------ THE INPUT

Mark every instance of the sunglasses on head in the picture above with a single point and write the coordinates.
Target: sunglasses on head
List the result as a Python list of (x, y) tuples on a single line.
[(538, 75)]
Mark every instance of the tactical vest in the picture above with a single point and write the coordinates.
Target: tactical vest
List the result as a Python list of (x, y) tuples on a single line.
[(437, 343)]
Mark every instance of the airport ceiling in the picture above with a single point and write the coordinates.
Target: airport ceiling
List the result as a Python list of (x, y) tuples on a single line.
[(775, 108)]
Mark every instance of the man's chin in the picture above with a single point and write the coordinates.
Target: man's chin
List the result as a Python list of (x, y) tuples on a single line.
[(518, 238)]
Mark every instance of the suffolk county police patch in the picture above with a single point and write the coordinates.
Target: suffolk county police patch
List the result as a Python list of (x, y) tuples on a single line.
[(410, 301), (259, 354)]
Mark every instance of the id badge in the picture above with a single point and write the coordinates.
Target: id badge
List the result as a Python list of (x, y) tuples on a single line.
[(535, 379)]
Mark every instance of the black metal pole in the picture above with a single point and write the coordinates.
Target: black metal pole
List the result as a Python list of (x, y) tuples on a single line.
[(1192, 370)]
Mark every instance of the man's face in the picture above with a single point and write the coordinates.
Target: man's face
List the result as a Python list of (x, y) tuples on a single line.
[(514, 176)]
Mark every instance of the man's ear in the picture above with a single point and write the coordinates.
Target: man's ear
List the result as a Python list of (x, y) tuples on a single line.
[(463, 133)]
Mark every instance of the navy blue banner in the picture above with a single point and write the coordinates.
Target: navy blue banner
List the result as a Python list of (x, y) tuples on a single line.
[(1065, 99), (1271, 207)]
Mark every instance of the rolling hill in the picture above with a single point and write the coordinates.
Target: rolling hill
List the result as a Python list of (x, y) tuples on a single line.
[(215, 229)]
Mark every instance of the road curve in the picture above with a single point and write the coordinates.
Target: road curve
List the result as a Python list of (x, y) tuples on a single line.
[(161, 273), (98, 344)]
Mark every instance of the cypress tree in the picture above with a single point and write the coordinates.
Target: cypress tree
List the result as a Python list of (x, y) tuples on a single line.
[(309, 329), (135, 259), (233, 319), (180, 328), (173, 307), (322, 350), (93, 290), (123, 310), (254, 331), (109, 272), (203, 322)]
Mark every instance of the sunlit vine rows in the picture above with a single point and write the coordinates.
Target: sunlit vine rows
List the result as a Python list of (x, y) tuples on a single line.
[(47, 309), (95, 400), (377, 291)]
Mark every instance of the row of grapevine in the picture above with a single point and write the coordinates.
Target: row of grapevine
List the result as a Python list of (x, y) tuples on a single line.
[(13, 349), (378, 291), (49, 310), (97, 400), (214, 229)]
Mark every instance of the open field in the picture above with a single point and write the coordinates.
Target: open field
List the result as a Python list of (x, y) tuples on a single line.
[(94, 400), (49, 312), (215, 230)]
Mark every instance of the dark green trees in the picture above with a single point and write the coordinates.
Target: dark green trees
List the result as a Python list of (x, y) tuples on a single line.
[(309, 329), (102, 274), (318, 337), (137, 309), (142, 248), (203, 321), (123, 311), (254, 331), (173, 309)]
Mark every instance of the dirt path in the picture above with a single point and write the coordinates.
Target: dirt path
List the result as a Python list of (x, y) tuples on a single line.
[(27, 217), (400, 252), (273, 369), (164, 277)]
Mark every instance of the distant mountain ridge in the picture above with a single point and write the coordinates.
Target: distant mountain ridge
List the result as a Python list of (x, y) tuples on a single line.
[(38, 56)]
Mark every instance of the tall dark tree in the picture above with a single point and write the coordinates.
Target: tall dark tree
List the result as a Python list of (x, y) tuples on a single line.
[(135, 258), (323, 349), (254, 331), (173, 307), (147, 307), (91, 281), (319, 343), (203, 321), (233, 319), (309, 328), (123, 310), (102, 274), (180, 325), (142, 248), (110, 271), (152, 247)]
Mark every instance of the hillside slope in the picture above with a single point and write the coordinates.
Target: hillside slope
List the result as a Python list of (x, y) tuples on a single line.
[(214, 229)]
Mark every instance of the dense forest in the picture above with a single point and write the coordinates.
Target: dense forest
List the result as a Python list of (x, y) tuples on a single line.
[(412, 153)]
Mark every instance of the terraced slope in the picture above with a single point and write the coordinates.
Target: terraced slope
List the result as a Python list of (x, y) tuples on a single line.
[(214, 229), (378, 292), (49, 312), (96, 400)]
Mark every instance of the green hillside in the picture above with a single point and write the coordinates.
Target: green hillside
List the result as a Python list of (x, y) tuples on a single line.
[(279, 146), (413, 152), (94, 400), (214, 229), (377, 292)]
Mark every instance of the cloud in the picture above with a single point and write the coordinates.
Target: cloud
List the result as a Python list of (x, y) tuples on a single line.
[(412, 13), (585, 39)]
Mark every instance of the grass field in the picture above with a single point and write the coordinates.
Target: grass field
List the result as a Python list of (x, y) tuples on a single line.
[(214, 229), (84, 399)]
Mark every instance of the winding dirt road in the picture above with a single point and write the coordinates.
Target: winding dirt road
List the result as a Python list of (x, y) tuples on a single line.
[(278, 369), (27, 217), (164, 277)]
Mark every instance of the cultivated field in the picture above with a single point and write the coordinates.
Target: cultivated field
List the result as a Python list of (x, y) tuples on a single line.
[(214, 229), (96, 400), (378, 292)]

------------

**TASK BRIEF:**
Each entry above is to be transcribed without alteration.

**PROBLEM SOLUTION:**
Mark every instance of the sunglasses on head in the picture above with a single point and write the coordinates.
Target: sunglasses on head
List the result as a Python list of (x, y) tuples on a single line.
[(538, 75)]
Mark every instance of the tactical vest in the picture above with a single point and write the coordinates.
Target: tactical vest
List the result as a Python list of (x, y) tuples on a single line.
[(437, 343)]
Mark every instance of the airport ceiling in the picture above with a single point and write the coordinates.
Target: airport ceiling
List the result as a Python list of (x, y) tuples on a single line.
[(775, 108)]
Mark every instance of the man's chin in the picture above with a single point and write the coordinates.
Target: man's chin
List the result as a Python list of (x, y) tuples on a single line.
[(518, 238)]
Mark every instance of the suffolk county police patch in the picture above with a single point and write the coordinates.
Target: suffolk county police patch
List the result as a Python list of (x, y) tuples on a single line.
[(410, 301), (259, 354)]
Mark every instance of the id badge in the picture above with a single point and write the coordinates.
Target: id badge
List the result as a Python list of (x, y) tuples on a single line.
[(535, 379)]
Mark every instance of the black metal pole in the picture above with a single point and write the coordinates.
Target: black metal pole
List the result as a Python list of (x, y) tuples on a single line.
[(1192, 370)]
Mark every instance of the man's face in the picture above with a single point and write the coordinates.
Target: man's face
List the result as a Python list of (x, y) tuples on a single line.
[(514, 176)]
Mark every instance of the man's ear in the picture above with a single point and write the coordinates.
Target: man's ear
List the result as a Python list of (x, y) tuples on a single line.
[(463, 133)]
Mark every instance of the navy blue banner in the picture above with a single point and write the coordinates.
Target: navy blue banner
List the result as a Python list of (x, y) tuples on a single line.
[(1065, 99), (1271, 207)]
Mark every instance of the rolling hill in the picture above with a single point and write the coordinates.
Target: rolling hill
List the result as a Python list of (x, y) tuples on a single line.
[(215, 229)]
Mark every instance of the road curve in the picture above with a single point and write the coordinates.
Target: road curve
List the result as a Python list of (x, y) tuples on a single line.
[(161, 273), (98, 344)]
Mark every instance of the cypress tree in the picture above with a single point and write the coordinates.
Target: cypress tree
List the result as a Python list of (x, y) tuples on a single line.
[(309, 329), (135, 259), (233, 319), (180, 328), (173, 307), (322, 350), (93, 290), (123, 310), (254, 331), (109, 272), (203, 322)]
Mark every instance of the sunlit vine rows in the picture above with a single point and write the coordinates.
Target: sunlit vine rows
List the result as a Python list of (x, y) tuples on a single line.
[(47, 309), (95, 400), (377, 291)]
Mark every instance of the row of grapevine in the picture above with a single point and write the coordinates.
Target: row of grapevine
List the result as a Python list of (x, y) tuples on a single line.
[(13, 349), (378, 291), (49, 310), (97, 400), (214, 229)]
Mark every instance of the open field in the picture above with a single point and write the coordinates.
Target: open field
List the result as a Python list of (x, y) tuples on a single line.
[(94, 400), (49, 312), (215, 230)]
Mark every instance of the dark green trees in the picture above with a single point and write the coordinates.
Target: dark green trees
List the result as a Python list of (x, y) tuples on a single line.
[(309, 329), (102, 274), (318, 337), (137, 309), (142, 248), (203, 321), (123, 311), (254, 331), (173, 309)]
Mark every instance of the dirt path in the picture above with a single point and write the coordinates.
Target: dirt path
List the result as a Python list of (x, y) tuples on a single line.
[(27, 217), (400, 252), (273, 369), (164, 277)]
Mark every instance of the distant mountain ridge in the picture above with a single point and write the coordinates.
Target: distant mountain ridge
List the result as a Python list of (x, y) tuples on a single line.
[(38, 56)]
Mark every instance of the tall dark tree in the picture above with a single point and write the coordinates.
Target: tall dark tree
List the result as a Python list of (x, y) tuples on a single line.
[(135, 258), (323, 349), (254, 331), (173, 307), (147, 307), (91, 281), (319, 343), (203, 321), (233, 319), (309, 328), (123, 310), (102, 274), (180, 325), (142, 248), (110, 271), (152, 247)]
Mark every instance of the hillside slope in the picture above with a single point and write the coordinates.
Target: hillside slope
List the result as a Python list of (x, y) tuples on a single line.
[(214, 229)]
Mark every instance of the dense forest in the picture above with a single point and write the coordinates.
Target: dense forest
List the result as a Python list of (x, y) tuples on a single line.
[(412, 153)]
Mark every instance of the terraced slope in the picture above with a single point and write the coordinates.
Target: terraced slope
List the result as a Python list of (x, y) tuples on a single line.
[(214, 229), (378, 292), (49, 312), (96, 400)]
Mark every instance of the green hillside in the picture above with a single point and write the coordinates.
Target: green hillside
List the result as a Python list of (x, y) tuples on a single line.
[(279, 146), (413, 152), (94, 400), (214, 229), (377, 292)]
Mark every instance of the cloud in the picture above with a single point and write the coordinates.
Target: cloud
List the result as a Python list of (x, y) tuples on a single line.
[(412, 13), (585, 39)]
Mark every instance of the grass field in the picture above with a single point and write the coordinates.
Target: grass field
List the result as a Python list of (x, y) tuples on a single line.
[(214, 229), (84, 399)]
Mark every instance of the winding dirt road in the picture above with a single point and write the coordinates.
Target: winding dirt road
List the result as a Python list of (x, y) tuples on a single line.
[(278, 369), (27, 217), (164, 277)]
Mark every instance of the cultivated field in the picture above with a single point and write the coordinates.
Target: cultivated field
List the result as a Python list of (x, y) tuples on a single line.
[(214, 229), (96, 400), (378, 292)]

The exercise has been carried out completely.